## Stated exercise A:
Which lines in the records below contain the word "dead"? Return each of them in full.

## Text passage:
-- Begin --

Lewis Howard Latimer (September 4, 1848 – December 11, 1928) was an African-American inventor and patent draftsman. His inventions included an evaporative air conditioner, an improved process for manufacturing carbon filaments for light bulbs, and an improved toilet system for railroad cars. In 1884, he joined the Edison Electric Light Company where he worked as a draftsman and wrote the first book on electric lighting. The Lewis H. Latimer House, his landmarked former residence, is located near the Latimer Projects at 34-41 137th Street in Flushing, Queens, New York City.

Early life and family

Lewis Howard Latimer was born in Chelsea, Massachusetts, on September 4, 1848, the youngest of the four children of Rebecca Latimer (1823–1910) and George Latimer (1818–1897). Before Lewis was born, his mother and father escaped from slavery in Virginia and fled to Chelsea, Massachusetts on October 4, 1842. The day they arrived in Boston, George was recognized by a colleague of his former slave owner and was arrested a few days later, on October 20, 1842. George's trial received great notoriety; he was represented by Frederick Douglass and William Lloyd Garrison. He was eventually able to purchase his freedom and live with his family in Chelsea, Massachusetts.

When Latimer was young he spent time (before his father left) helping his father in his barbershop. Lewis Latimer also spent time at night hanging wallpaper with his father.

When Latimer was 10, his mother decided to split the family after the Dred Scott case ruled individual slaves needed to prove they had the consent of their owner in order to legally become free; many slaves at the time such as the Latimers had lived free by escaping into free states and becoming state citizens who often would not be sent back to their owners if apprehended by interstate slave catchers. This caused Lewis's father, George Latimer, to flee for his family's safety because he had nothing to prove he was free from enslavement. So, he fled in order to protect his family.

-- End --

## Supplied records:
-- Begin --

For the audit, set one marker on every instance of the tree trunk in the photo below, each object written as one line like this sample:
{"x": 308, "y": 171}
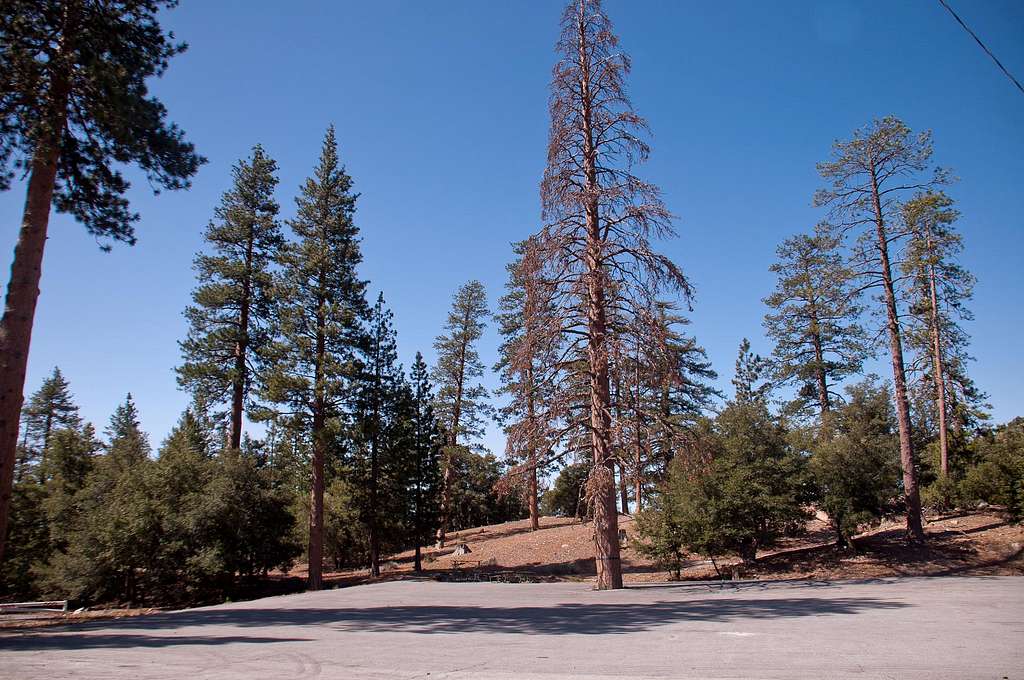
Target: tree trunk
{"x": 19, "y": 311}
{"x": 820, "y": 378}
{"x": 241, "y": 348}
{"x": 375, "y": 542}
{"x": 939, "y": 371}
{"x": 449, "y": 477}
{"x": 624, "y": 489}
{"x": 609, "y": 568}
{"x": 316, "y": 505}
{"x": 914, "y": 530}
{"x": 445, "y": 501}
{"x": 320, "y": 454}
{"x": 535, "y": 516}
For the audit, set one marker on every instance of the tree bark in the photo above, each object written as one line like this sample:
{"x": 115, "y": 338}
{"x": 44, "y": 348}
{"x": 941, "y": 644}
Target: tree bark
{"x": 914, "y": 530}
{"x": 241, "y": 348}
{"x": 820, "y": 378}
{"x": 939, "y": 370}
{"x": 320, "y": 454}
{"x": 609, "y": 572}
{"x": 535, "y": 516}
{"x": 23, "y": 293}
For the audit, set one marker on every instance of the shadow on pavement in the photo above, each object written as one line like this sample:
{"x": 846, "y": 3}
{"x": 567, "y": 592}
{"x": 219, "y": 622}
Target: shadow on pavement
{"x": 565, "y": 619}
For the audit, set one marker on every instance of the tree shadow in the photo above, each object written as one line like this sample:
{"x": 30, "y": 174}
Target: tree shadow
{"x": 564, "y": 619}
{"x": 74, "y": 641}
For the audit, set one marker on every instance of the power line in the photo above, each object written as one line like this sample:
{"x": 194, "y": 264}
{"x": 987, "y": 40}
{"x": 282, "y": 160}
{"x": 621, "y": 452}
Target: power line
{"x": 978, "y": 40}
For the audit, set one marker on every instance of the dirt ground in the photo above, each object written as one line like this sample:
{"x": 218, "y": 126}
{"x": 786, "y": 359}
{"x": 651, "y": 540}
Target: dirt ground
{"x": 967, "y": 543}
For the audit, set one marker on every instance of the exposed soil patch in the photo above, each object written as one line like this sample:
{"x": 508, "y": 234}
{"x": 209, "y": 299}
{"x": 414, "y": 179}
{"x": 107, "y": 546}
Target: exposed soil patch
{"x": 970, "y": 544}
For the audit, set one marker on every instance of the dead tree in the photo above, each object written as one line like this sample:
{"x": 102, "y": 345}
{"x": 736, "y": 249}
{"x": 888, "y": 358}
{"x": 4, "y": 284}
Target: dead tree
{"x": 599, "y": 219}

-- End --
-- Begin --

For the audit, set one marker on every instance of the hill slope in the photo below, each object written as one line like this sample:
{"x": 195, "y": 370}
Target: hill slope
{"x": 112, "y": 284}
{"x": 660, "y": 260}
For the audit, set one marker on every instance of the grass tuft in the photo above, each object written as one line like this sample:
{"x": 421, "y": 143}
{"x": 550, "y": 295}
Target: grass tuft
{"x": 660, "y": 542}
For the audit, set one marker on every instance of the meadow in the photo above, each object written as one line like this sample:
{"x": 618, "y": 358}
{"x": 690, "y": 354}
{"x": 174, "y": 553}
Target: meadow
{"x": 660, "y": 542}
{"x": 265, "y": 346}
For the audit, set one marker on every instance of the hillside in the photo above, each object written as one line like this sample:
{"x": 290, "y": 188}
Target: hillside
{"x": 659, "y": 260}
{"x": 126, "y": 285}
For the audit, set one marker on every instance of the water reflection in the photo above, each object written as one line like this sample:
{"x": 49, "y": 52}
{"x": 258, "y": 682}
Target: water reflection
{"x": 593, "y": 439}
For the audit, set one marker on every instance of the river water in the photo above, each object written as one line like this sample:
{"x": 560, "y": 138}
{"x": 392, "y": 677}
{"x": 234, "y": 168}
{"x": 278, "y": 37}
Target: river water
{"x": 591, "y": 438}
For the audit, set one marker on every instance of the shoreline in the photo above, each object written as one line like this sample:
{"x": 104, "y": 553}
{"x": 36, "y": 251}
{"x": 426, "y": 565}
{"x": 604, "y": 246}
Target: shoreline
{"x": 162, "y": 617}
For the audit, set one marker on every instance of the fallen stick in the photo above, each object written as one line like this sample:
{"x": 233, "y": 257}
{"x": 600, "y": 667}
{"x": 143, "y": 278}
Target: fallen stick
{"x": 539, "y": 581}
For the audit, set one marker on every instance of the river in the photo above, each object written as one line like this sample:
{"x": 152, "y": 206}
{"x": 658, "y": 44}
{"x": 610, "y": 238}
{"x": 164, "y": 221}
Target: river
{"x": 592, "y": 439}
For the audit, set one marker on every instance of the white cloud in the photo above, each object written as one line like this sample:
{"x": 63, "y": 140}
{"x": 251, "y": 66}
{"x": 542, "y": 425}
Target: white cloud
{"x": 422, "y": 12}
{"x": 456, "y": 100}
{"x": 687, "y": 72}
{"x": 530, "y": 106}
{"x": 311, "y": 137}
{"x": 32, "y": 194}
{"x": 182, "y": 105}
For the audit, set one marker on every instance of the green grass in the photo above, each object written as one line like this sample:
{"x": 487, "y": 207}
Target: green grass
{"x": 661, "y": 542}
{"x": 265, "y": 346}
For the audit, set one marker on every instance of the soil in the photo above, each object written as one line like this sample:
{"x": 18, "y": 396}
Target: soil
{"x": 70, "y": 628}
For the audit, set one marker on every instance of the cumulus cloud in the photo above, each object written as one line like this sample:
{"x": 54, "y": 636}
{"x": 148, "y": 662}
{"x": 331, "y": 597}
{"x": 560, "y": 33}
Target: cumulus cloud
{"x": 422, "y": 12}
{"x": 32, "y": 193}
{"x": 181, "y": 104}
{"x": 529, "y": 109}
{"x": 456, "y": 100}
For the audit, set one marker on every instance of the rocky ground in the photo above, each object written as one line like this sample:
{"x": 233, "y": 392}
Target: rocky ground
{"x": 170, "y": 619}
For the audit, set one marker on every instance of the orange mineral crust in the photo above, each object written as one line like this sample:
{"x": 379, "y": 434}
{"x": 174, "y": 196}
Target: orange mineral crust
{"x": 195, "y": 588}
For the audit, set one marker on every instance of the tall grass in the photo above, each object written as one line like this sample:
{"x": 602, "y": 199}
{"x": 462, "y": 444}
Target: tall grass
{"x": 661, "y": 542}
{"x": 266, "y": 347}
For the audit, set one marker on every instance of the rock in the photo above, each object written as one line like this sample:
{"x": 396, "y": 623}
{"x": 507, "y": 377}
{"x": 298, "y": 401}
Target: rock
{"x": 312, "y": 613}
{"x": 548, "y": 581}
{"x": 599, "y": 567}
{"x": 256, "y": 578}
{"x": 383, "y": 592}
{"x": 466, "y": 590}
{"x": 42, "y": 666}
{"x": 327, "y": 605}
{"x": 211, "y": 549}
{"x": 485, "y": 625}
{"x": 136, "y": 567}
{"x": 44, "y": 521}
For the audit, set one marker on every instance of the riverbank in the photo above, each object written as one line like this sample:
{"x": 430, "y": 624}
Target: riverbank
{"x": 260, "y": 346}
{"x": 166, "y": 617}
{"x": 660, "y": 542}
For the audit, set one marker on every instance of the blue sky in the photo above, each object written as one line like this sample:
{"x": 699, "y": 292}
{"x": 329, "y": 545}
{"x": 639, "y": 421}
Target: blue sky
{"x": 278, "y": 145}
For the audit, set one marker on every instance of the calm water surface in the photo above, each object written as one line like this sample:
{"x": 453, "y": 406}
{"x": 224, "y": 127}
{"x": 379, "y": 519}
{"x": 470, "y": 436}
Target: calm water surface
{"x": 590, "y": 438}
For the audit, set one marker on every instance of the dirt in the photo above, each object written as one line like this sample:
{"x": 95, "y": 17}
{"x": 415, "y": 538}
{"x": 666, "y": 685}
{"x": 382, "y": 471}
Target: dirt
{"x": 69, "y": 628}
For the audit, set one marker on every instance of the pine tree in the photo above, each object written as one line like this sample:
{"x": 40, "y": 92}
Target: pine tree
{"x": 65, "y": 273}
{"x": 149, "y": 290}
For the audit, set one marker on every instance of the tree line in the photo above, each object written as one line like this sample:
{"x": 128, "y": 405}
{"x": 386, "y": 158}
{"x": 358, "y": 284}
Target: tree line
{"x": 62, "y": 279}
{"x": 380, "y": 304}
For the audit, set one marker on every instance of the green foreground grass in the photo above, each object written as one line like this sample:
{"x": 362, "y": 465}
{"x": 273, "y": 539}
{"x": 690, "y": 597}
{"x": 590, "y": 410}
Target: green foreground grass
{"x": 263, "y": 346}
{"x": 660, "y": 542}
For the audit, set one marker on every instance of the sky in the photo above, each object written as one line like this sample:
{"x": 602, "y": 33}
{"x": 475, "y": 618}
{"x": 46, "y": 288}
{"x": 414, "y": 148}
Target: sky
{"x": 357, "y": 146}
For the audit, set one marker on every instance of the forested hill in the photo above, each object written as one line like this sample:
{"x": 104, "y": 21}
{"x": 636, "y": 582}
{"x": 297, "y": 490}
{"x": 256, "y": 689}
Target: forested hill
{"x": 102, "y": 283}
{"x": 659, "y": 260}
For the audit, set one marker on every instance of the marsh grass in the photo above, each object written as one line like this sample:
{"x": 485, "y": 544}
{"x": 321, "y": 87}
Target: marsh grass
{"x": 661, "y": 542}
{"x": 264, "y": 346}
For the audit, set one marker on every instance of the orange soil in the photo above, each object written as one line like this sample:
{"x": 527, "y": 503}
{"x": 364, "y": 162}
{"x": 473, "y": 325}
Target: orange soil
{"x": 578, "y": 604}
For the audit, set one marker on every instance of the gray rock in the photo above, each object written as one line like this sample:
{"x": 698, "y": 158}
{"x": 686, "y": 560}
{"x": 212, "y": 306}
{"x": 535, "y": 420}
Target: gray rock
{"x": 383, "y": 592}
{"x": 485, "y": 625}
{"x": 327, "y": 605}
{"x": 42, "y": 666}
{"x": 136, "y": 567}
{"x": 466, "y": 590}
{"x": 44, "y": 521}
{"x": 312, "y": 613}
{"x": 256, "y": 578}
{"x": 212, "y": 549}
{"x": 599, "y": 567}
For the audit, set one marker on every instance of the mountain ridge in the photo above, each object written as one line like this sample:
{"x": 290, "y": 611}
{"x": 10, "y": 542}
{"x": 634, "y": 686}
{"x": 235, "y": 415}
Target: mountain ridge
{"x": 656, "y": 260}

-- End --

## Stated exercise B:
Can you pick up the biography of Lewis Latimer above and continue it from its last sentence?

## Written answer A:
For the audit, set one marker on every instance of the dead tree in the photo above, each object written as one line like this sample:
Target: dead tree

## Written answer B:
After his father had to flee and his mother had to split the family, Lewis and his brothers were sent to a farm school, and his sisters were sent to stay with a family friend.

Lewis Howard Latimer joined the U.S. Navy at the age of 16 on September 16, 1864, and served as a Landsman on the USS Massasoit. After receiving an honorable discharge from the U.S. Navy on July 3, 1865, he gained employment as an office boy with a patent law firm, Crosby Halstead and Gould, with a $3.00 per week salary. He learned how to use a set square, ruler, and other drafting tools. Later, after his boss recognized his talent for sketching patent drawings, Latimer was promoted to the position of head draftsman earning $20.00 a week by 1872 ($438.59 today).

Lewis H. Latimer married Mary Wilson Lewis on November 15, 1873 in Fall River, Massachusetts. Mary was born in Providence, Rhode Island, the daughter of Louisa M. and William Lewis. The couple had two daughters, Emma Jeanette (1883–1978) and Louise Rebecca (1890–1963). Jeanette married Gerald Fitzherbert Norman, the first black person hired as a high school teacher in the New York City public school system, and had two children: Winifred Latimer Norman (1914–2014), a social worker who served as the guardian of her grandfather's legacy, and Gerald Latimer Norman (1911–1990), who became an administrative law judge.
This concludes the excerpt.